— START DATA SHOWN —

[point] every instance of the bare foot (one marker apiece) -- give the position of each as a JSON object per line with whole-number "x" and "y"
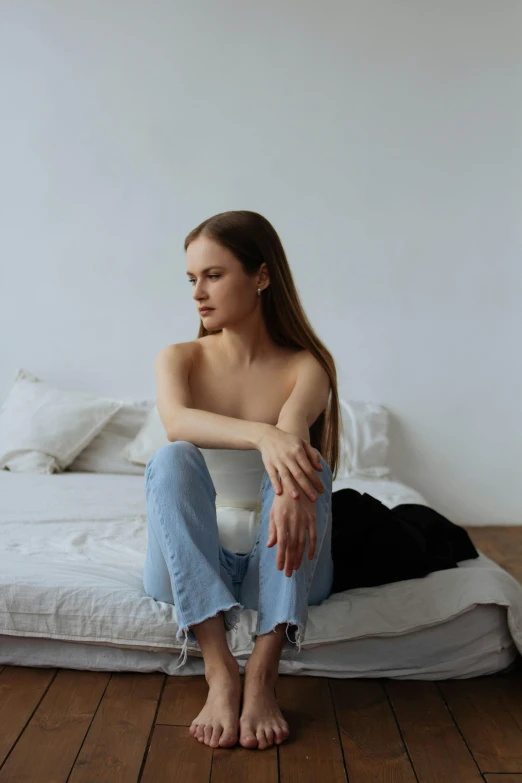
{"x": 217, "y": 723}
{"x": 261, "y": 722}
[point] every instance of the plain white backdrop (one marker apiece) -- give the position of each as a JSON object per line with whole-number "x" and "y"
{"x": 383, "y": 140}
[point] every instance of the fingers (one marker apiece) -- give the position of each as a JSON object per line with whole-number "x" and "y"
{"x": 313, "y": 455}
{"x": 272, "y": 473}
{"x": 300, "y": 472}
{"x": 312, "y": 543}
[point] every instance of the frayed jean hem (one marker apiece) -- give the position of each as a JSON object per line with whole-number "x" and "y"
{"x": 231, "y": 615}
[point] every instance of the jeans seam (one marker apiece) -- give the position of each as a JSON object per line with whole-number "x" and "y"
{"x": 174, "y": 590}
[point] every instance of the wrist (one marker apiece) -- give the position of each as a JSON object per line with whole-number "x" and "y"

— END DATA SHOWN —

## [INSTRUCTIONS FOR THE TASK]
Rewrite the lines from the one containing "[point] every instance of the fingers" through the last line, replacing "marker" with "dot" and leaving everything else unchanged.

## [SOLUTION TO THE PROBLEM]
[point] every instance of the fingers (one dot apiece) -- give the position of each as a JSON object per line with whole-number "x" and "y"
{"x": 313, "y": 455}
{"x": 272, "y": 473}
{"x": 300, "y": 472}
{"x": 312, "y": 543}
[point] every instance of the frayed jean hem (one dot apiece) -- give the position of each as a JSON object per line with whole-number "x" and "y"
{"x": 231, "y": 615}
[point] every instance of the jeans seam (one dot apiece) -- give the position of each as a JSON object per line with whole-number "x" and "y"
{"x": 174, "y": 590}
[point] every instance of the wrist (one dot apiece) -- give the position of each as a JSON object per line with whole-number "x" and "y"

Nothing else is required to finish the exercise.